BEGIN

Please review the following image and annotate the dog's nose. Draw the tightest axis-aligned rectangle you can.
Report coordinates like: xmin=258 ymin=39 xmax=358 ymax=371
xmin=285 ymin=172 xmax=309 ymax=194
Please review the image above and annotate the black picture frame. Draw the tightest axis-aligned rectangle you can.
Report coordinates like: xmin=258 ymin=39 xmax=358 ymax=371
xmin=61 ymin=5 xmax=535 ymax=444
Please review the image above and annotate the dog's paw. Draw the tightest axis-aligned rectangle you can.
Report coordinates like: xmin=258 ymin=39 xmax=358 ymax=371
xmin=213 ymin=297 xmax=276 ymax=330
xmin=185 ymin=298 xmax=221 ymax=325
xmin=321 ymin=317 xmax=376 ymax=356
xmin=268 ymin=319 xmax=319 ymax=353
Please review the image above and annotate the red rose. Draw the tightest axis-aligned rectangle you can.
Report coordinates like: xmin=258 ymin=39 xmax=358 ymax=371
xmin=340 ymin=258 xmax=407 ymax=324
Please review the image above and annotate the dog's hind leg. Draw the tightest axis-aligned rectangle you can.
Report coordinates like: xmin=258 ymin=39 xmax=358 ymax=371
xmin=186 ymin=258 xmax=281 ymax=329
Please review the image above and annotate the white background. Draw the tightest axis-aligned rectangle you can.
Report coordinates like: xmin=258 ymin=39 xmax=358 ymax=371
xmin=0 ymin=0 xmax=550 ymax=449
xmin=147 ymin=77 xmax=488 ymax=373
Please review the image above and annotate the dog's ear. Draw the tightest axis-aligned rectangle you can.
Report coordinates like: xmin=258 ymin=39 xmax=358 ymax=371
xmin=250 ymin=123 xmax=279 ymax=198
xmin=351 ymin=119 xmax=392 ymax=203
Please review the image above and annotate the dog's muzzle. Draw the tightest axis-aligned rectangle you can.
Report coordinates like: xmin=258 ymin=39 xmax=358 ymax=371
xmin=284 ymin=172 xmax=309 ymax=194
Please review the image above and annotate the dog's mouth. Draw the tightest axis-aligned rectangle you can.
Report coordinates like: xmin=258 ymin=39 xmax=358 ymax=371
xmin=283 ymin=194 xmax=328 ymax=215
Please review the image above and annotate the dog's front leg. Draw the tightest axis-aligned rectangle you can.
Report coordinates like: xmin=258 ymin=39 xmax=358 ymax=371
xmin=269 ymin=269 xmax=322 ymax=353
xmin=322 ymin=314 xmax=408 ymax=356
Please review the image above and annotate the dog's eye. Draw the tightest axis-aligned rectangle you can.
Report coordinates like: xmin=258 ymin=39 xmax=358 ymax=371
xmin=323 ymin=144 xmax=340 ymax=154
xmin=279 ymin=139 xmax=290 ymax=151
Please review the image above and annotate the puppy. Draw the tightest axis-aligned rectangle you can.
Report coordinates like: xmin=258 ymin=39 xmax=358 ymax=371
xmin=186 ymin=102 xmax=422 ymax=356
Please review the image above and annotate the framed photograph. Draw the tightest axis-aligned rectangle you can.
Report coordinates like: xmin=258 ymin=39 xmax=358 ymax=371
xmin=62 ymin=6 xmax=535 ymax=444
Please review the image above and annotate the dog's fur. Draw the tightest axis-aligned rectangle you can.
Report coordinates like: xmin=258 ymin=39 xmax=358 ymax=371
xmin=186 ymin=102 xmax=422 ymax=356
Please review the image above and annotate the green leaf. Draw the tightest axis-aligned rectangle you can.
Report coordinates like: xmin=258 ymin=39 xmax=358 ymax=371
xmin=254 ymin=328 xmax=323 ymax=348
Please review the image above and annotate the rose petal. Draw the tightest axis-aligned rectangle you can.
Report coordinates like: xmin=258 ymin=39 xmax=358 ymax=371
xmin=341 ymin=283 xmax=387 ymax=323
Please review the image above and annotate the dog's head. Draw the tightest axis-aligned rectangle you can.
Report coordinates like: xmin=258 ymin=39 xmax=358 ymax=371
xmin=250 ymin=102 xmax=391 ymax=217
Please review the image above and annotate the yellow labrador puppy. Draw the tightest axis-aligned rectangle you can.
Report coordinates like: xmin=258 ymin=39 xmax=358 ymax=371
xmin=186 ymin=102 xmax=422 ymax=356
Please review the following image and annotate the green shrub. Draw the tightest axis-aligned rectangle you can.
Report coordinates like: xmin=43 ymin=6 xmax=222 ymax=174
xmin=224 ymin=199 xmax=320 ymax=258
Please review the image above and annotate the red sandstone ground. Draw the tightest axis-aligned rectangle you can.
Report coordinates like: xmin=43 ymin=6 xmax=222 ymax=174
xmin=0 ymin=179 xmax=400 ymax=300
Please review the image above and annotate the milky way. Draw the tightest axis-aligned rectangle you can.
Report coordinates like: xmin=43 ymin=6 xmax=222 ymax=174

END

## What you should do
Reproduce the rows from the line with "Please review the image above and annotate the dog's mouth." up to and including the line with "xmin=322 ymin=314 xmax=408 ymax=356", requests included, scaling every coordinate in the answers by 2.6 and rounding to whole numbers, with halves going up. Leave the numbers in the requests and their format samples unchanged.

## Answer to this task
Please review the image above and annotate the dog's mouth. Draw the tightest axis-aligned rectangle you can.
Report coordinates like: xmin=258 ymin=39 xmax=358 ymax=371
xmin=736 ymin=504 xmax=853 ymax=559
Please review the image above and annotate the dog's front leg. Draw the tightest axis-aligned rectangle you can.
Report coordinates like: xmin=258 ymin=39 xmax=358 ymax=371
xmin=699 ymin=699 xmax=837 ymax=918
xmin=837 ymin=816 xmax=1061 ymax=926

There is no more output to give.